RESULTADO ESPERADO:
Traslade todos los datos siguientes a una tabla en Markdown con dos columnas: «Fila», con el número de fila, y «Texto», con la línea correspondiente. Omita las líneas en blanco.

_ _ _ _

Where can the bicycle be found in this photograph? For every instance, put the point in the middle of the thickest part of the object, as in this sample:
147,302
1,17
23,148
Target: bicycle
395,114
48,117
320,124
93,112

_ _ _ _

SOLUCIÓN DEL PROBLEMA:
| Fila | Texto |
|---|---|
| 1 | Where can the bicycle be found in this photograph? For every instance, put the point in the middle of the thickest part of the object, as in this sample: |
| 2 | 147,302 |
| 3 | 1,17 |
| 4 | 23,148 |
| 5 | Target: bicycle |
| 6 | 395,114 |
| 7 | 48,117 |
| 8 | 320,124 |
| 9 | 93,112 |